# Work order
Among the entries below, extract exactly the lines that run from the one with "In this exercise you will pick out the window" through the one with "In this exercise you will pick out the man wearing", both ends included.

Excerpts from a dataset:
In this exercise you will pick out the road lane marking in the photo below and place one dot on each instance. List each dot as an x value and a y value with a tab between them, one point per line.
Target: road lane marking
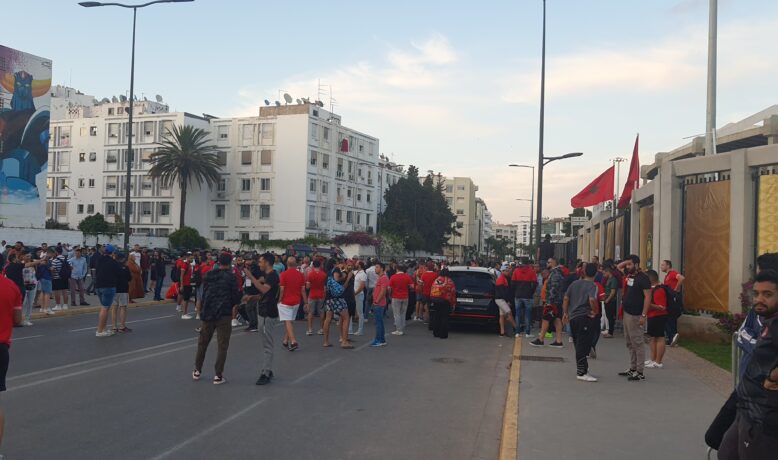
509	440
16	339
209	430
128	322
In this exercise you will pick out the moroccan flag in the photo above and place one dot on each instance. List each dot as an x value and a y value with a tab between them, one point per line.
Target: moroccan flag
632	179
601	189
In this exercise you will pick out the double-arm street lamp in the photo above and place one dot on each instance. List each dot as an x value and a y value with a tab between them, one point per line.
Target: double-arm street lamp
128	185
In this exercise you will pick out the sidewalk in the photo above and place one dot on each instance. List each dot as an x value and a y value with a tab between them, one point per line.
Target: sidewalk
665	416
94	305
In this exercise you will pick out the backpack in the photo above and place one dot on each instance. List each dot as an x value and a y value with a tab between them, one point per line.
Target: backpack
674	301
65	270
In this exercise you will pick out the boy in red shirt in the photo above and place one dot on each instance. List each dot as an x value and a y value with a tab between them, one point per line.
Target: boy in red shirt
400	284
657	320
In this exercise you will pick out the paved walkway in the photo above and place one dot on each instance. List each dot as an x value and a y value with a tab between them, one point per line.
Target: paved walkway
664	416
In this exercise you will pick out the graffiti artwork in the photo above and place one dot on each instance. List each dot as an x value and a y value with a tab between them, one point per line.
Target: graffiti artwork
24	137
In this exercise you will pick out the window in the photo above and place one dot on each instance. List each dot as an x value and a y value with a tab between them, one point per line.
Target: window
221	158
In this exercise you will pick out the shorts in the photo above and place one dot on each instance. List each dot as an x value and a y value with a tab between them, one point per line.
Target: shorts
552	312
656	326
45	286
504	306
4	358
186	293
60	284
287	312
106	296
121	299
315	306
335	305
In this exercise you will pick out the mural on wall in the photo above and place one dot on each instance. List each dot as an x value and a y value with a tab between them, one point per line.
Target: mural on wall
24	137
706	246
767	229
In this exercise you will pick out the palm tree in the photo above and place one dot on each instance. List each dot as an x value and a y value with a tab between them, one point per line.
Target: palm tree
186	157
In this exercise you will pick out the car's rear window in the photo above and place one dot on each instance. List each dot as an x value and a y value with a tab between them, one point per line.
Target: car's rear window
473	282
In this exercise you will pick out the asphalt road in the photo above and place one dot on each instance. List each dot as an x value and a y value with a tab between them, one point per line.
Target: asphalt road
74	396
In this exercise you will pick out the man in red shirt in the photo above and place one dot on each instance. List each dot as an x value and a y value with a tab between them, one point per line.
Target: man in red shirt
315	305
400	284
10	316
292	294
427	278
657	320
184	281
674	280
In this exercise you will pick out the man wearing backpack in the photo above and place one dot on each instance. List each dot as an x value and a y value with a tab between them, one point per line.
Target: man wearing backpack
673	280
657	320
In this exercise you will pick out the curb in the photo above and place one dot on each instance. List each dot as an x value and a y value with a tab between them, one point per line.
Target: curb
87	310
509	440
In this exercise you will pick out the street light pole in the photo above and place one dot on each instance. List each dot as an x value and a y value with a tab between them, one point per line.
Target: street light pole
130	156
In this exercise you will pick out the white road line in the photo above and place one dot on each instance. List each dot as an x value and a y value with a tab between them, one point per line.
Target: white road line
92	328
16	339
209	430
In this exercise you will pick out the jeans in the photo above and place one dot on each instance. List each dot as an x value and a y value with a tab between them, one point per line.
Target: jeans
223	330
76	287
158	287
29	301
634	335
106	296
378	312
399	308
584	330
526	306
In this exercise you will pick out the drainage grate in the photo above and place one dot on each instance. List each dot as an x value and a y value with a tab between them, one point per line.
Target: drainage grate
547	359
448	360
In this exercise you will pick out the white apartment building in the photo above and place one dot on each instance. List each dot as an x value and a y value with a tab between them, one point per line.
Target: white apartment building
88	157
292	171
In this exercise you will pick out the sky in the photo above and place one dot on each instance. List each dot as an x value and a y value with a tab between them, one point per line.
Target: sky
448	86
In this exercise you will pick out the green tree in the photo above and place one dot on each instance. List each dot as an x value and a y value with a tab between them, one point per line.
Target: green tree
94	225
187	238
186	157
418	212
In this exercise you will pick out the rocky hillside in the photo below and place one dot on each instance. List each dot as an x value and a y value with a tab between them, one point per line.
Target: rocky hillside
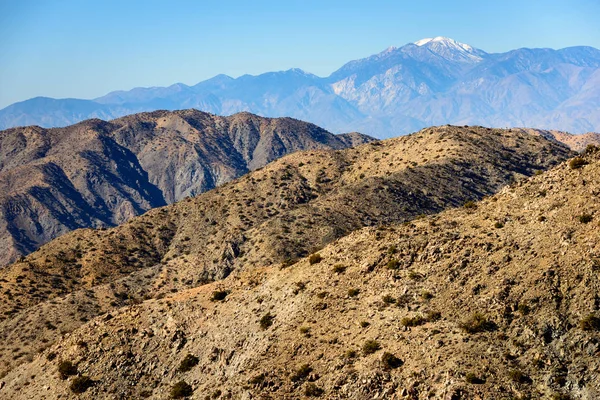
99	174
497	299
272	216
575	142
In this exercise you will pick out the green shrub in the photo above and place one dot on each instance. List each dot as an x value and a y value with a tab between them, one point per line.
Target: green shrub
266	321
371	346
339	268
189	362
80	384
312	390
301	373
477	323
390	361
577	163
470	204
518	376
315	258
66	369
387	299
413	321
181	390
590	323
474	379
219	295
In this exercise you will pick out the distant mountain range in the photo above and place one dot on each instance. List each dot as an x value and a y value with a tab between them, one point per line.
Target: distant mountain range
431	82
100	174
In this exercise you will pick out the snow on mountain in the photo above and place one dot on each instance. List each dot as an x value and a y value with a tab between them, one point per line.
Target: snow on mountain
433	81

---

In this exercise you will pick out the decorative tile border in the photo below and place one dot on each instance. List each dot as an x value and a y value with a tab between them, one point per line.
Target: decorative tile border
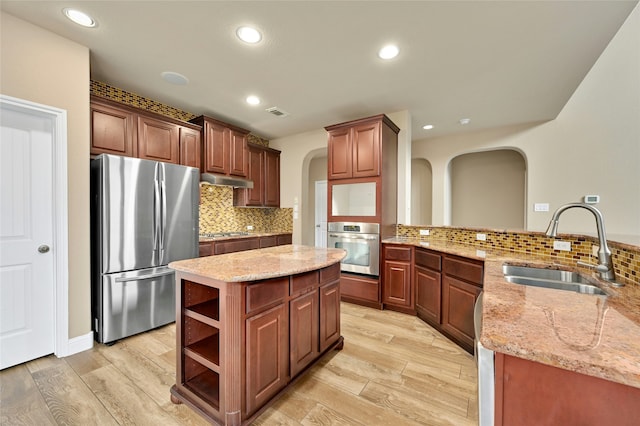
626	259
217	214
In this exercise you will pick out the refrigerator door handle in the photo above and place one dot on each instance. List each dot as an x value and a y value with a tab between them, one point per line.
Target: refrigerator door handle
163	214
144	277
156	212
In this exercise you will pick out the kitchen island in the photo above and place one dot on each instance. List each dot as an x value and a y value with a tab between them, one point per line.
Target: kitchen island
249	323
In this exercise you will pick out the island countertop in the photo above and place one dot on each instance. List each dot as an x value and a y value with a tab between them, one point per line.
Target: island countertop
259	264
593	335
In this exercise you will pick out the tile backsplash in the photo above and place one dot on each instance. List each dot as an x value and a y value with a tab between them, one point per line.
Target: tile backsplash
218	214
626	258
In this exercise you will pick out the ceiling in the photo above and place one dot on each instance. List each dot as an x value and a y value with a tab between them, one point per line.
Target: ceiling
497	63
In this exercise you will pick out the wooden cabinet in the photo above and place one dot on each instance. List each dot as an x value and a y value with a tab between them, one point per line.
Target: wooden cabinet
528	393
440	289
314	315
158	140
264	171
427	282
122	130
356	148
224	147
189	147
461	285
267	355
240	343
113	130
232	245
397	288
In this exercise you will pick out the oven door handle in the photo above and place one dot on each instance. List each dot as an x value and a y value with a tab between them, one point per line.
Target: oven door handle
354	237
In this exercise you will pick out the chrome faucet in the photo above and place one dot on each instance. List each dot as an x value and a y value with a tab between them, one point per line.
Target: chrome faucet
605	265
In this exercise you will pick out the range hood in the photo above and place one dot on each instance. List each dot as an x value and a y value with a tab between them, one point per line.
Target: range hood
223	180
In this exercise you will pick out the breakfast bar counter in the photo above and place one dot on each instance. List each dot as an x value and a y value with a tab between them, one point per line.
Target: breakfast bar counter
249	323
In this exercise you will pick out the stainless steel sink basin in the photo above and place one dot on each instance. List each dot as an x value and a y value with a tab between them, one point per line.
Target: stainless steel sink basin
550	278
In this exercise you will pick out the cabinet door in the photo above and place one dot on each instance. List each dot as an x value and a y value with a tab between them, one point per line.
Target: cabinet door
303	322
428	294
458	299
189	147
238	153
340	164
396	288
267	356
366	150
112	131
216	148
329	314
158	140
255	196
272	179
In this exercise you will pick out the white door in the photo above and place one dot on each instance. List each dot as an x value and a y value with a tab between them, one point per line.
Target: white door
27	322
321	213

# Response to the task
In this exercise you will pick out the window in the photo above and place one dot on each instance. List each dot as an x value and a y value with a tab between them, one point per line.
Target: window
221	158
In this exercise you will pick out the shorts in the photo above and place one dot on each instance. List each dot as an x value and a y value with a tab between them, one point per line.
Target: shorts
552	312
656	326
45	286
504	306
4	358
186	293
60	284
287	312
106	296
121	299
315	306
335	305
In this exercise you will pick out the mural on wall in the photo above and place one dot on each instance. List each dot as an x value and a y value with a tab between them, one point per line.
Target: mural on wall
24	137
706	246
767	229
In this exercise you will pick out the palm tree in the photo above and place one dot on each instance. List each dot as an x value and a y value with a tab between them, one point per line.
Target: palm tree
186	157
In this exercise you will pick out the car's rear window in the photo above and place one dot on each instance. List each dot as an x value and a y value with a tab between them, one point per line.
Target: car's rear window
473	282
In this exercise you will pick out the asphalt road in the photo above and place one dot on each instance. List each dot as an x value and a y value with a tab between them, one point per line.
Target: asphalt road
74	396
In this exercise you will pick out the man in red shirt in the photo above and place one dot on each instance. List each dot as an x value and a y value with a tab between them, one point per line.
Target: man in red shirt
315	305
400	284
10	316
292	294
427	278
657	320
184	281
674	280
In this exercise you will pick out the man wearing backpack in the photo above and place one dot on each instance. List each dot as an x value and a y value with a tab between them, one point per line.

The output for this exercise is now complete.